- **Given exercise**
Write out the entries verbatim and leave the images out of the copy.

- **Supplied material**
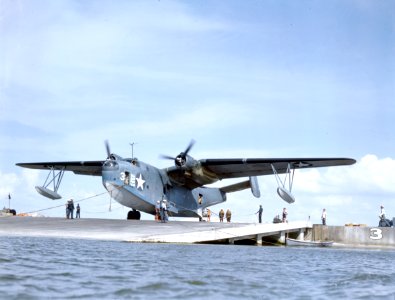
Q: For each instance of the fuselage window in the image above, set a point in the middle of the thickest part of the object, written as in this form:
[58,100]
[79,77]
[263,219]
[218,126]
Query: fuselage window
[127,178]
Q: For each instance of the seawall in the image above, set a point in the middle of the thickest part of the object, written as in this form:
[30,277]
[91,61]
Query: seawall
[355,236]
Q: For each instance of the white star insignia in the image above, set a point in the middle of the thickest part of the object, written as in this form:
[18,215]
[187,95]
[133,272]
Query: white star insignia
[140,182]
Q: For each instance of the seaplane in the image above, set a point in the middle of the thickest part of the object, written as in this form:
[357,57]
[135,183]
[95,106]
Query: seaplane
[139,185]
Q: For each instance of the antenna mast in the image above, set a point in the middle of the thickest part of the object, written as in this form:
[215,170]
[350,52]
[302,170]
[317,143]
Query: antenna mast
[132,144]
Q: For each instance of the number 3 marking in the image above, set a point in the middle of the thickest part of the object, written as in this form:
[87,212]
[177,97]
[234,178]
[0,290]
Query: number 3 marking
[376,234]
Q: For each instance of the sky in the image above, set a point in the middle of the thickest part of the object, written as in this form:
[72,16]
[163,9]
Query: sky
[244,79]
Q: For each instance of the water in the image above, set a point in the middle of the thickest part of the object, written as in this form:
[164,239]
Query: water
[48,268]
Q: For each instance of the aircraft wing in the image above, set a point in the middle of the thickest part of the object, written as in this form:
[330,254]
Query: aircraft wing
[243,167]
[93,168]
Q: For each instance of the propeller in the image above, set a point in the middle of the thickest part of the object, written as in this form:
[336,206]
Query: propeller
[107,148]
[180,159]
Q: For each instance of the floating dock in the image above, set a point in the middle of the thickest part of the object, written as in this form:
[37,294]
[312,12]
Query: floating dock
[189,232]
[152,231]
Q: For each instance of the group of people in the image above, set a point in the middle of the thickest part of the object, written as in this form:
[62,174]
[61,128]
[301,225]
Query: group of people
[70,210]
[284,218]
[161,211]
[222,214]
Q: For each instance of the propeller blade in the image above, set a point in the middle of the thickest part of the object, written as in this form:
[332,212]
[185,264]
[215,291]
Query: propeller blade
[191,143]
[107,148]
[167,157]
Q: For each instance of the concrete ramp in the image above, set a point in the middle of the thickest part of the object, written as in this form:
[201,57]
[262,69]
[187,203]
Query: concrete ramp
[150,231]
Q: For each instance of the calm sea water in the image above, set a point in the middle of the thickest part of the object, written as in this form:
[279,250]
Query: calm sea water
[47,268]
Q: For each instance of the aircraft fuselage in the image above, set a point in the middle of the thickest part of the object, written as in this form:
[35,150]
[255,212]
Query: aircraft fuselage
[138,185]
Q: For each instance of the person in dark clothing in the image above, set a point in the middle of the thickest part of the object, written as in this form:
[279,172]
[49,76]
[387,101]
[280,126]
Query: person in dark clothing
[78,211]
[259,212]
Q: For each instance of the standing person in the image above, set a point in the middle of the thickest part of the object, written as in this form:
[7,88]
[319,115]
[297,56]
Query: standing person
[382,213]
[323,217]
[200,210]
[228,215]
[221,215]
[208,214]
[285,215]
[259,212]
[163,211]
[71,208]
[77,214]
[157,211]
[67,210]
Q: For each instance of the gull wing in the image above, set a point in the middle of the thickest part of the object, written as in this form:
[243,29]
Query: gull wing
[93,168]
[243,167]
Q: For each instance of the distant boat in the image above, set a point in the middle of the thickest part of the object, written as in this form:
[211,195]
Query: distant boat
[307,243]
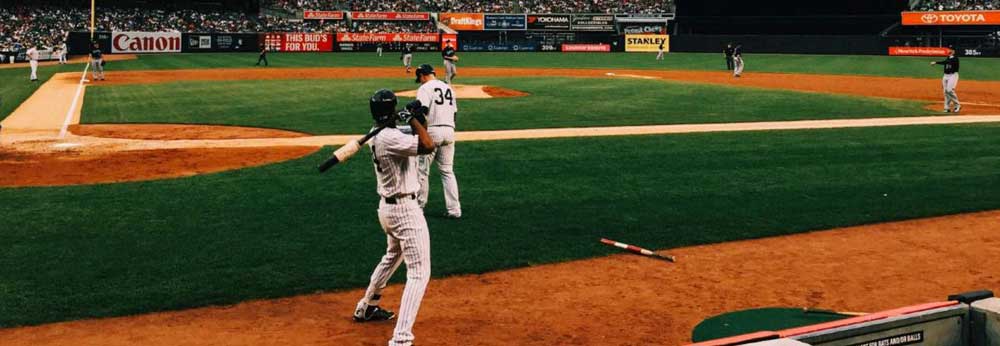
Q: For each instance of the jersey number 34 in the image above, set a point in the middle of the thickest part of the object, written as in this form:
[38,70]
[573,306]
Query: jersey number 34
[444,95]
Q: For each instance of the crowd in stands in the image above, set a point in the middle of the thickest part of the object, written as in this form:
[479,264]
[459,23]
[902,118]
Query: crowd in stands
[954,5]
[498,6]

- **Final result**
Q: For each instance of the fuselage window in the image above, set a point in the middle of the thickest part of the object, written as in this form:
[58,100]
[79,77]
[263,219]
[218,126]
Query: fuselage window
[127,178]
Q: For each instance of the seawall in the image above, set a point in the middle of the thickest part of the object, written as in this form:
[30,277]
[91,61]
Query: seawall
[355,236]
Q: For each instance of the white star insignia in the image above, set a point in the middle of the thickest part of the object, written as in this form:
[18,215]
[187,95]
[133,272]
Query: white star insignia
[140,182]
Q: For each instance of the seaplane in the image above, set a point in the middle of the thickest part of the object, written as in this form:
[357,57]
[135,183]
[95,106]
Query: seaplane
[139,185]
Q: For each instance of the antenna mast in the image above, set a point in the middle of the thickest part of the object, written as in this form:
[215,170]
[350,52]
[302,170]
[317,143]
Query: antenna mast
[132,144]
Q: For each instance of the number 3 marking in the image above, set a point in the middle of the thickest part of the object, written as in this form:
[87,212]
[177,97]
[234,178]
[0,290]
Query: number 3 marking
[376,234]
Q: For each instance of the sky in the image above, set a point in the middle of the thickest part of the object, written as in this form:
[72,16]
[163,9]
Query: sky
[244,79]
Q: For each instance of the water in the image above, set a point in the middle of the thickest part of the object, written as in this form:
[164,239]
Query: water
[48,268]
Q: For each instance of the aircraft wing in the image above, set a point in the middle of the thickest part of the object, written as in this form:
[330,254]
Query: aircraft wing
[243,167]
[93,168]
Q: For each instance of the propeller in the image above, set a point in the middle of the thickest part of the object, written as in this form:
[336,206]
Query: propeller
[107,148]
[180,159]
Q: For each instance of the floating dock in the image above, set a point in the middle of the thickest part of the object, written as in this form:
[37,294]
[312,12]
Query: floating dock
[189,232]
[152,231]
Q: For each instance of the group of people in the image above, set a point in the middle of the thickest part of the object, written as in this form:
[62,174]
[61,128]
[301,225]
Query: group of people
[70,210]
[284,218]
[161,211]
[222,214]
Q: For each instance of the propeller blade in the image above, set a point in the middle of the thickest part of the object, written as in this form:
[332,212]
[185,264]
[215,291]
Query: propeller blade
[191,143]
[107,148]
[167,157]
Q: For each instance of the concrete ramp in the image above, set a point in the middle of the thickest part of the object, written as in this form:
[201,57]
[262,69]
[187,203]
Query: concrete ramp
[150,231]
Q: For each instance of the calm sea water in the image above, set a point in the middle of the thickest part of the object, written as in this form:
[279,250]
Query: calm sea water
[47,268]
Q: For each instance of the aircraft fuselage in the image above, set a point in the middle of the thickest part of the object, written as in this form:
[35,150]
[255,212]
Query: aircraft fuselage
[138,185]
Q: For each instance of the person in dark clothing in the image above, set a point in the middle of the thickest part of the object, written as in this form:
[279,172]
[49,76]
[387,101]
[280,126]
Query: person in dark clothing
[78,211]
[259,212]
Q: For each instance of the standing person in the image above, set a point in the middle of the thickest part of the object, written as in this form:
[7,88]
[319,115]
[297,56]
Query: standing person
[382,213]
[323,217]
[200,210]
[228,215]
[221,215]
[208,214]
[285,215]
[259,212]
[163,211]
[71,208]
[77,214]
[157,211]
[67,210]
Q: For each instance of the gull wing in the image above, set a point in the middle of the thickest part of the object, written as in this form:
[243,29]
Query: gull wing
[93,168]
[243,167]
Q: For each instance of the distant boat in the image above, set a point in the middle of the thickest part of the object, written as in this form:
[211,195]
Query: distant boat
[307,243]
Q: For each instance of the jersey number 34 in the image above, set a point in the middle of the thickest part of the object, written as in this form:
[38,70]
[573,306]
Query: jersey number 34
[444,95]
Q: For each instance of the crowd in stands in the image above, set a point in the middle of the thickest part of the object, written as in this form:
[479,264]
[459,23]
[902,118]
Query: crowd in stands
[954,5]
[498,6]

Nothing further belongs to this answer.